### [Extrait du document]
Argentine : Le populisme s’arrête là où commence le difficile exercice du pouvoir, la Justice bloque Milei

C’est une déroute qui instille le doute, de toute évidence. Le “miracle” Javier Milei n’aura pas lieu… En tout cas pas maintenant. L’ultralibéral président argentin entendait fracasser tout le système, d’une seule traite, il entendait déréguler à tout-va pour libérer les énergies et l’économie avec. Et bien il devra temporiser, contraint et forcé par la Chambre nationale du travail, qui dit le droit dans ce domaine. Les ambitions démesurées du président ont été stoppées net par une décision de justice, provisoirement précise-t-on, après que la plus grande centrale syndicale du pays s’est cabrée et a déposé un recours contre la tabula rasa imposée par le chef de l’Etat.

Libéraliser les prix, les loyers… : Milei est terrifiant, même pour ses électeurs

Pour être tout à fait objectif il y a du bon et même du très bon dans ce que propose le nouvel homme fort du pays. Qui peut raisonnablement – à part les caciques de l’ancien régime qui ont profité des carences du système – s’opposer à des réformes structurelles qui mettent fin aux lourdeurs administratives mortifères, à la corruption, à la dilapidation de l’argent public, à la mauvaise gestion, etc. ? Mais le fait est que Milei terrifie aussi ceux qui l’adulent…

Abattre 300 normes et règlements, d’un coup, c’est certes salvateur pour le pays mais dans le lot il y a aussi la libéralisation des prix, des loyers, etc. C’est la voie royale pour précipiter encore plus d’Argentins dans les bras des spéculateurs, des affairistes. La pauvreté comme unique horizon, même si c’est pour une période limitée – et encore il faut voir… -, même si c’est pour mieux rebondir, “Non merci!” crient les travailleurs. Donc ce sera «une mesure conservatoire suspendant l’applicabilité» des axes du chapitre «travail» du décret présidentiel du 20 décembre dernier.

Après ça les législateurs vont examiner en profondeur la trajectoire que veut prendre le chef de l’Etat. Le 11 décembre dernier on vous parlait des reculades de Milei, du fossé entre les vues de l’esprit – la campagne électorale – et l’exercice effectif du pouvoir dans une réalité âpre. La Chambre nationale du travail sera le deuxième revers de l’homme à la tronçonneuse qui jurait de tout nettoyer au karcher.

### [Matériel de travail]

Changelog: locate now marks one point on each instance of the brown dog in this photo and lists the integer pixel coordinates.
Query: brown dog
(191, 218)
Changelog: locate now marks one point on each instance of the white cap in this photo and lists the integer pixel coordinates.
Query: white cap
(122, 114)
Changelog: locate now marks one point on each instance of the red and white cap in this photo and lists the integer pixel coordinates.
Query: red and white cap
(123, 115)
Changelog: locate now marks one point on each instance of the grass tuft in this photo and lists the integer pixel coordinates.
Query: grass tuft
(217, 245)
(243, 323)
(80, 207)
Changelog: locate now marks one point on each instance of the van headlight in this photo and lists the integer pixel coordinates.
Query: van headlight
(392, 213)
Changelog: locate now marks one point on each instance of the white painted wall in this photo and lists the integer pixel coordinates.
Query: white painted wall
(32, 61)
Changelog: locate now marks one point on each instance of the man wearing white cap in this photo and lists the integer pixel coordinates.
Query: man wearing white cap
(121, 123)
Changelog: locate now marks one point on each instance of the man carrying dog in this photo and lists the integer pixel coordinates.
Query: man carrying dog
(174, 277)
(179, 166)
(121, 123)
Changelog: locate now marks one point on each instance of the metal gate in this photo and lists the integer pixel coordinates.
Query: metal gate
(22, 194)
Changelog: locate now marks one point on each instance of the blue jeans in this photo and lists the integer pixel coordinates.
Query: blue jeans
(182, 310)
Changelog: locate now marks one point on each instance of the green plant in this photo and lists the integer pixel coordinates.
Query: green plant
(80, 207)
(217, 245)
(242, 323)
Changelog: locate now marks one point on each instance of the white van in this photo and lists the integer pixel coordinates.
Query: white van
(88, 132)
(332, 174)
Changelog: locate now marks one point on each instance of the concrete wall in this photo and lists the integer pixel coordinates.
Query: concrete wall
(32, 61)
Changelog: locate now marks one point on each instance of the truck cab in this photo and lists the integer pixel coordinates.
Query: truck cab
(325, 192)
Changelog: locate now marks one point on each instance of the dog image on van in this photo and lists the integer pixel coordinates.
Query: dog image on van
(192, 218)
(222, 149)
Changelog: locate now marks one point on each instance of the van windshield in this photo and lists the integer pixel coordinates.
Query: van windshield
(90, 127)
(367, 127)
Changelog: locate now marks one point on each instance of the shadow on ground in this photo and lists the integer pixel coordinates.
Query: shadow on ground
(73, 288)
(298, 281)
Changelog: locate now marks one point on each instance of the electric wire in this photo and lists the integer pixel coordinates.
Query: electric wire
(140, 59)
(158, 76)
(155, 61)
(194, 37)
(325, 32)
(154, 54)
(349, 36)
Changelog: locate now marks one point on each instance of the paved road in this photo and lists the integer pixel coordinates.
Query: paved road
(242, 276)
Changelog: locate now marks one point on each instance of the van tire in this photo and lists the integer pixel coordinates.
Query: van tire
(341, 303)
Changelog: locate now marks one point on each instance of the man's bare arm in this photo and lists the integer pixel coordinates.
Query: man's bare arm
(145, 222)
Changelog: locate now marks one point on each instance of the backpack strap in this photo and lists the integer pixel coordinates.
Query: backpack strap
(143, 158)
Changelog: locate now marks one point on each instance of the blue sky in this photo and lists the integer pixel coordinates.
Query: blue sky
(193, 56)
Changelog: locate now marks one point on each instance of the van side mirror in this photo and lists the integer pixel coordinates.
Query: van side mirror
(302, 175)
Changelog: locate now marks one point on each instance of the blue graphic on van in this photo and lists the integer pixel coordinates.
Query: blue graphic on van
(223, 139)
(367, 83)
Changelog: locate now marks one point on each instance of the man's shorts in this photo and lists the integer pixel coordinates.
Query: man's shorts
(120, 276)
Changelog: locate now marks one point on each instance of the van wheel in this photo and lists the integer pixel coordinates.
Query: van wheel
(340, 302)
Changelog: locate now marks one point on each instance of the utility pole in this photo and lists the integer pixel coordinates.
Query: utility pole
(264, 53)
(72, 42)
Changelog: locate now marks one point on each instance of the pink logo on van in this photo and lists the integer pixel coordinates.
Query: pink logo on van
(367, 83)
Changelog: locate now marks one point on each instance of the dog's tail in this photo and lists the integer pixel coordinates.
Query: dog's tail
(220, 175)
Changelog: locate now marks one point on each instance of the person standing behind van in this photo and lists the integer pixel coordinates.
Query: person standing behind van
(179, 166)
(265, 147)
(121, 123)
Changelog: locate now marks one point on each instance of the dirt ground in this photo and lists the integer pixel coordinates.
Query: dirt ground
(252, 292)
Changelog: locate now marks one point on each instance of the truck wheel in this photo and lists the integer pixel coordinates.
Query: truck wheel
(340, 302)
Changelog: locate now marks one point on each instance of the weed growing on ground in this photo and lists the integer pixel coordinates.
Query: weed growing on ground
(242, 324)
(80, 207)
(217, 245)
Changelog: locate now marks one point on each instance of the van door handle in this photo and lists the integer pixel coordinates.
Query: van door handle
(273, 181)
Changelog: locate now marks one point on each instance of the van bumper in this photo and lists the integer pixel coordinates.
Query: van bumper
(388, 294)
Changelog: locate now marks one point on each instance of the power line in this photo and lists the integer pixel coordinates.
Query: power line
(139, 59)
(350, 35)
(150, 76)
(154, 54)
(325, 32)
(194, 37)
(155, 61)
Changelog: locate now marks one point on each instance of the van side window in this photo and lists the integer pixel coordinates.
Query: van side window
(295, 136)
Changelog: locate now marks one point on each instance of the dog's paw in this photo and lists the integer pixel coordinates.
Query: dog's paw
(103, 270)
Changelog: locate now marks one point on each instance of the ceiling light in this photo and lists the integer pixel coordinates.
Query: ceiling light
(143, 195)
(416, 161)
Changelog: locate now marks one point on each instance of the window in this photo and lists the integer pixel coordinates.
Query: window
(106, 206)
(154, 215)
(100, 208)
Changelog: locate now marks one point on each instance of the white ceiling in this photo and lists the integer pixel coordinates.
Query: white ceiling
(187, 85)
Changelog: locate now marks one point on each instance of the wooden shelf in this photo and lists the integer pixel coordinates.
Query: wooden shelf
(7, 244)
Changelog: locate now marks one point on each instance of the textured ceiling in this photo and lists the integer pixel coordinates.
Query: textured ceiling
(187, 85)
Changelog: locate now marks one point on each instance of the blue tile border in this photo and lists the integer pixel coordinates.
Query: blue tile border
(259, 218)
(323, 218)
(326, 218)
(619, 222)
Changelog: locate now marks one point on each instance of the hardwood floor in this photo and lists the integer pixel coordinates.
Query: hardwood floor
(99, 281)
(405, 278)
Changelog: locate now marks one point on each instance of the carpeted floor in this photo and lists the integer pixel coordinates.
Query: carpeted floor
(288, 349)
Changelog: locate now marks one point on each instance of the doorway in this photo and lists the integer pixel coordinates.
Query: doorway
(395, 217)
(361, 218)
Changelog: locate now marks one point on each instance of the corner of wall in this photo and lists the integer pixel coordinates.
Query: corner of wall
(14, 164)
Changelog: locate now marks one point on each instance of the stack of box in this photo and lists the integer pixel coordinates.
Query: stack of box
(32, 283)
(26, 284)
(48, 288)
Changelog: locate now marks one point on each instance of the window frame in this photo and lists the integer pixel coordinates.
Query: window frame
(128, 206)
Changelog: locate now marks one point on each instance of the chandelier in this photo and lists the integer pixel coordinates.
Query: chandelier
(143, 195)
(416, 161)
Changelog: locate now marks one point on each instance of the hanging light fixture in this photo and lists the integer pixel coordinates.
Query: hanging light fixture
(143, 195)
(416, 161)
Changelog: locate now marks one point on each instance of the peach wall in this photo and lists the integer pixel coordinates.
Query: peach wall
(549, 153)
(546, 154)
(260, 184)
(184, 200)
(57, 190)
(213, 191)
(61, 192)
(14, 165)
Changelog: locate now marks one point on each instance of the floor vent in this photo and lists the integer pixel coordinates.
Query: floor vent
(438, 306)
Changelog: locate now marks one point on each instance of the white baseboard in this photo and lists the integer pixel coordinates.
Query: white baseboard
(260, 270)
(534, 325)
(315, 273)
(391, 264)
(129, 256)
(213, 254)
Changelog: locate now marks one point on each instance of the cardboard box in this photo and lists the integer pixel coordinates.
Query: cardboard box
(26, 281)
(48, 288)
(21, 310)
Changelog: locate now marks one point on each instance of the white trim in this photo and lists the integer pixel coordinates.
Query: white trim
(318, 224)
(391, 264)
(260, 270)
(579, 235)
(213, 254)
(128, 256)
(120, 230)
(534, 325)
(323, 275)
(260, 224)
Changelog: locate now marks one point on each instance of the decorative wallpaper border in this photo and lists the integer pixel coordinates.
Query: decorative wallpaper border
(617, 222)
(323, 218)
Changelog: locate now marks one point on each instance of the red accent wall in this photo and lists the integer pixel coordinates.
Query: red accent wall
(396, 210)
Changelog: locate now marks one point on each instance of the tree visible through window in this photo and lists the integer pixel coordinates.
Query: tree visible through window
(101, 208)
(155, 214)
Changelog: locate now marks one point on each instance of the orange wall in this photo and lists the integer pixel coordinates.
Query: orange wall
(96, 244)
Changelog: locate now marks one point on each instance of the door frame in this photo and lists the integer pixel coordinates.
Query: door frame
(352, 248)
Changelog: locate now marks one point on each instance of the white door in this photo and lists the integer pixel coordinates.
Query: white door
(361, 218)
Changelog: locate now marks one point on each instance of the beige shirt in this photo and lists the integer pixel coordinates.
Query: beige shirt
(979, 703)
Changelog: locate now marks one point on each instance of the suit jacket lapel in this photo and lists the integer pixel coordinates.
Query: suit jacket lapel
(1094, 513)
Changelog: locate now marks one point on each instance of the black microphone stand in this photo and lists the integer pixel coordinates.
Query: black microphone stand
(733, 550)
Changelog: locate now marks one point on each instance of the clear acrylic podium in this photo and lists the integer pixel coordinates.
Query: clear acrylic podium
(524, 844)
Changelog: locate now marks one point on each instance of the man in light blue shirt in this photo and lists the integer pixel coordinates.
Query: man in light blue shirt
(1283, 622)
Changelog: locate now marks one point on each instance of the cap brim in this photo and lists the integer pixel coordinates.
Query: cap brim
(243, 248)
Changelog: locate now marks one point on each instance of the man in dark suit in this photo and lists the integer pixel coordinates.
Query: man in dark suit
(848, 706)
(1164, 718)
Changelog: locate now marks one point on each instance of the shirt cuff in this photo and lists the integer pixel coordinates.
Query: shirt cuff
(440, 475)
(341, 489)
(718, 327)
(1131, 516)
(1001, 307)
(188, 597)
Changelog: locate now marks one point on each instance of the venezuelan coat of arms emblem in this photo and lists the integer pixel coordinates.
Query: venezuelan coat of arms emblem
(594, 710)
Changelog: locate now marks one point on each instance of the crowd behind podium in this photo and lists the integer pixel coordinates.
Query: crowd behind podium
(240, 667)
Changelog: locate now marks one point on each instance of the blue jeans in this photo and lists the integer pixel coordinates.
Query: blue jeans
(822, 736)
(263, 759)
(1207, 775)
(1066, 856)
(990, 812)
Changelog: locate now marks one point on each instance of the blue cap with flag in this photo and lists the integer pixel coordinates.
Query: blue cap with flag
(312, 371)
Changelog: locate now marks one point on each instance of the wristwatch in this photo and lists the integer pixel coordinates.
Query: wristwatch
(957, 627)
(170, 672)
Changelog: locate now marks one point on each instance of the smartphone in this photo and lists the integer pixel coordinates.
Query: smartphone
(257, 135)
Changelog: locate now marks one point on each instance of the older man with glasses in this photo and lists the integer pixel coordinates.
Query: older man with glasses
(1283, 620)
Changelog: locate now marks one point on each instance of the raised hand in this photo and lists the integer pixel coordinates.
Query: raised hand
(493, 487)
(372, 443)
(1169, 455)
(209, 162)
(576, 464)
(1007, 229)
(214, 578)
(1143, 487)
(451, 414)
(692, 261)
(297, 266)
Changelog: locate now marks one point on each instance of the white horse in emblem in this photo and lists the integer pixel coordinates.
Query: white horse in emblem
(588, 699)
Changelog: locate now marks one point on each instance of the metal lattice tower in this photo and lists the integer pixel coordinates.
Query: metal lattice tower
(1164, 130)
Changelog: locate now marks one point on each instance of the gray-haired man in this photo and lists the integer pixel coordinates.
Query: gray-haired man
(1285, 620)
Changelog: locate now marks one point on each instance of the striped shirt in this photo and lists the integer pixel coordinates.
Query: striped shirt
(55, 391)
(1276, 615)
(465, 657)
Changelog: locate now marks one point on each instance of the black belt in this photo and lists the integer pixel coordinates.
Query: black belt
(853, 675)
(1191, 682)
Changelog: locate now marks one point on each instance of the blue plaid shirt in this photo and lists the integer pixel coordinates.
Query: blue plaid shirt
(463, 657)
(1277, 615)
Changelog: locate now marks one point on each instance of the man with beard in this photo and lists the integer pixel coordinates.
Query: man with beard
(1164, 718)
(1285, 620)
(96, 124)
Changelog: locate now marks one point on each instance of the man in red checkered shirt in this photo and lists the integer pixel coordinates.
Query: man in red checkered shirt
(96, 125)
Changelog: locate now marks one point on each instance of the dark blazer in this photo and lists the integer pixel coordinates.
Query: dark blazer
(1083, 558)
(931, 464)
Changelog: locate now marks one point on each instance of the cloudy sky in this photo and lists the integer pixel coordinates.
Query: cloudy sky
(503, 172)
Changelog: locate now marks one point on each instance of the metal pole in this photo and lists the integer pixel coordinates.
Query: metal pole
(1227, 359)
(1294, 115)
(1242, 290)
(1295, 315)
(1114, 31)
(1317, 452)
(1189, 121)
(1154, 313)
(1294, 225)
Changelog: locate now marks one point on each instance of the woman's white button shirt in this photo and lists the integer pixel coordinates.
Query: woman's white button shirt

### [Consigne 1]
D'après la phrase de l'article qui commence par « Qui peut raisonnablement », à quels maux les réformes structurelles mettraient-elles fin ? Énumérez-les.
### [Consigne 2]
Indiquez uniquement le nombre de lignes de la liste contenant la chaîne « logo », en tenant compte de la casse.
L'article et la liste proviennent de sources différentes.

### [Bonne réponse 1]
- les lourdeurs administratives mortifères
- la corruption
- la dilapidation de l'argent public
- la mauvaise gestion

### [Bonne réponse 2]
2